START Data
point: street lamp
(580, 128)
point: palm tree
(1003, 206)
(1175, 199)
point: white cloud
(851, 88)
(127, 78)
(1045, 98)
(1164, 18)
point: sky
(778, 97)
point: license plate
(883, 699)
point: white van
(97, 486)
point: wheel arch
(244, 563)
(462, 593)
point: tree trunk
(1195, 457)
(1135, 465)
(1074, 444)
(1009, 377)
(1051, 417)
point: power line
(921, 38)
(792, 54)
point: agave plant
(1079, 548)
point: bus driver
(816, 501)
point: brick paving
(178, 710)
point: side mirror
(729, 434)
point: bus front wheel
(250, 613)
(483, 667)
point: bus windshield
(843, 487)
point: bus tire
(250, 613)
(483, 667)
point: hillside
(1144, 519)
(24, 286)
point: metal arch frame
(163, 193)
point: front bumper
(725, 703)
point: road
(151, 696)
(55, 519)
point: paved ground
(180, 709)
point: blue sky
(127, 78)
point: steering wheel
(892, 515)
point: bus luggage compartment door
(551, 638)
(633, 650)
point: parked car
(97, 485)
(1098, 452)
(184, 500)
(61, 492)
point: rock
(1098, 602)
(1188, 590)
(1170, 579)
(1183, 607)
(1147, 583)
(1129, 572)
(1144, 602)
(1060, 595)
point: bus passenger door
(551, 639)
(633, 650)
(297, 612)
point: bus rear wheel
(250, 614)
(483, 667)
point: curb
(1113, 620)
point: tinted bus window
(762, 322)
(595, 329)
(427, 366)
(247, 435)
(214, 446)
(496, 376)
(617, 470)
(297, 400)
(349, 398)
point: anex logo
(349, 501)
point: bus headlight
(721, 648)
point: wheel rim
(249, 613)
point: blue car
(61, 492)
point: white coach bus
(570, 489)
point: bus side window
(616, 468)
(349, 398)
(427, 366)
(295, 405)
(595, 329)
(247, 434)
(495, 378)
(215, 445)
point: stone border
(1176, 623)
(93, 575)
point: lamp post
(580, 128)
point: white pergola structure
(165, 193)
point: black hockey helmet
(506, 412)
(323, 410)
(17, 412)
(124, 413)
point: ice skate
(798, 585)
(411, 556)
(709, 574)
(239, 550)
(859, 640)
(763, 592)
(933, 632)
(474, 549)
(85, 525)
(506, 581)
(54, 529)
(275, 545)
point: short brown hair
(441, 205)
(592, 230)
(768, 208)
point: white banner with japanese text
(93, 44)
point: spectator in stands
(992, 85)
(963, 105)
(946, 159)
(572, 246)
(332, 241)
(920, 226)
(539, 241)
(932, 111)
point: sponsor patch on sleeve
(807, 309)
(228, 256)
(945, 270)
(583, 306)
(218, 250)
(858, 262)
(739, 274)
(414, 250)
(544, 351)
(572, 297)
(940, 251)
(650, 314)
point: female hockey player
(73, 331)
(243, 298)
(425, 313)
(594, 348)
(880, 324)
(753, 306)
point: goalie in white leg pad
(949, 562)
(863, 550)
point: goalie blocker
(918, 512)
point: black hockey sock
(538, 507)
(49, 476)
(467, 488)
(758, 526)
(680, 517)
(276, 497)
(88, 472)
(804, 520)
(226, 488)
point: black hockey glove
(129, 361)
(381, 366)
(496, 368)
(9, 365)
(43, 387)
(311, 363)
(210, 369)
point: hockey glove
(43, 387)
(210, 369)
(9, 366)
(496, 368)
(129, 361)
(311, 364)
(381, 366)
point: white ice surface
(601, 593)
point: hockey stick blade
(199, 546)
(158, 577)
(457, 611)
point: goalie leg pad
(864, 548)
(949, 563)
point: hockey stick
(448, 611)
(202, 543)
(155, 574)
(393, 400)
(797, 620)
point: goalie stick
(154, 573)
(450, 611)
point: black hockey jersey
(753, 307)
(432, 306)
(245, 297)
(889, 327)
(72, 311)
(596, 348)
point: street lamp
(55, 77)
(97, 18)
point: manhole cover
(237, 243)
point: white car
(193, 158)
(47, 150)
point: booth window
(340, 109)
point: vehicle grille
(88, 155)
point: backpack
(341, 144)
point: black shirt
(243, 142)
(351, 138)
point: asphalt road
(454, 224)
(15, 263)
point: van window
END Data
_Problem statement_
Please transcribe the records in full, keeping every word as it is.

_The completed task_
point: street lamp
(580, 128)
point: palm tree
(1003, 206)
(1175, 199)
point: white cloud
(851, 88)
(127, 78)
(1045, 98)
(1164, 18)
point: sky
(778, 97)
point: license plate
(883, 699)
point: white van
(97, 486)
point: wheel arch
(244, 563)
(462, 593)
point: tree trunk
(1195, 457)
(1135, 465)
(1074, 444)
(1009, 377)
(1051, 417)
point: power line
(921, 38)
(792, 54)
point: agave plant
(1079, 548)
point: bus driver
(816, 501)
point: brick paving
(178, 710)
point: side mirror
(729, 434)
point: bus front wheel
(250, 613)
(483, 667)
point: bus windshield
(843, 487)
point: bus tire
(250, 613)
(483, 667)
point: hillside
(1144, 519)
(24, 286)
point: metal arch frame
(163, 193)
point: front bumper
(725, 703)
point: road
(151, 696)
(55, 519)
point: paved ground
(180, 709)
point: blue sky
(127, 78)
point: steering wheel
(892, 515)
point: bus luggage compartment door
(551, 638)
(633, 650)
point: parked car
(97, 485)
(1098, 452)
(184, 500)
(61, 492)
point: rock
(1098, 602)
(1188, 590)
(1170, 579)
(1183, 607)
(1147, 583)
(1129, 572)
(1144, 602)
(1060, 595)
point: bus passenger door
(551, 639)
(633, 650)
(297, 612)
point: bus rear wheel
(250, 614)
(483, 667)
point: curb
(1113, 620)
point: tinted bus window
(762, 322)
(595, 329)
(427, 366)
(247, 435)
(214, 446)
(496, 376)
(617, 470)
(297, 400)
(349, 398)
point: anex logo
(349, 501)
point: bus headlight
(721, 648)
point: wheel rim
(249, 613)
point: blue car
(61, 492)
point: white coach bus
(570, 489)
point: bus side window
(616, 468)
(349, 398)
(427, 366)
(295, 405)
(595, 329)
(247, 434)
(495, 378)
(215, 445)
point: stone border
(1176, 623)
(93, 575)
point: lamp post
(580, 128)
point: white pergola structure
(165, 193)
point: black hockey helmet
(506, 412)
(323, 410)
(17, 412)
(124, 413)
point: ice skate
(798, 585)
(411, 556)
(709, 574)
(239, 550)
(859, 640)
(763, 592)
(933, 632)
(474, 549)
(85, 525)
(506, 581)
(54, 529)
(275, 545)
point: short brown hair
(441, 205)
(592, 230)
(768, 208)
point: white banner with japanese text
(93, 44)
point: spectator in stands
(992, 85)
(963, 105)
(946, 159)
(572, 246)
(332, 241)
(920, 226)
(539, 241)
(932, 111)
point: sponsor patch on sleeve
(807, 309)
(228, 256)
(945, 270)
(583, 306)
(218, 250)
(858, 262)
(739, 274)
(414, 250)
(544, 351)
(572, 297)
(940, 251)
(650, 314)
point: female hockey player
(73, 331)
(243, 298)
(425, 313)
(594, 348)
(880, 324)
(753, 306)
point: goalie in white leg pad
(949, 562)
(863, 550)
point: goalie blocker
(918, 512)
point: black hockey sock
(538, 507)
(49, 476)
(467, 488)
(758, 526)
(680, 517)
(276, 497)
(88, 472)
(804, 520)
(226, 488)
point: black hockey glove
(129, 361)
(381, 366)
(496, 368)
(9, 365)
(43, 387)
(311, 363)
(210, 369)
point: hockey glove
(43, 387)
(210, 369)
(9, 366)
(496, 368)
(129, 361)
(311, 364)
(381, 366)
point: white ice surface
(601, 593)
point: hockey stick blade
(199, 546)
(158, 577)
(457, 611)
point: goalie leg pad
(864, 548)
(949, 563)
point: hockey stick
(448, 611)
(202, 543)
(155, 574)
(393, 400)
(797, 620)
point: goalie stick
(154, 573)
(450, 611)
point: black hockey jersey
(753, 307)
(432, 306)
(245, 297)
(889, 327)
(72, 311)
(596, 348)
point: street lamp
(55, 77)
(97, 18)
point: manhole cover
(237, 243)
point: white car
(193, 158)
(47, 150)
point: booth window
(340, 109)
point: vehicle grille
(88, 155)
point: backpack
(341, 144)
point: black shirt
(243, 142)
(351, 138)
point: asphalt road
(454, 224)
(15, 263)
point: van window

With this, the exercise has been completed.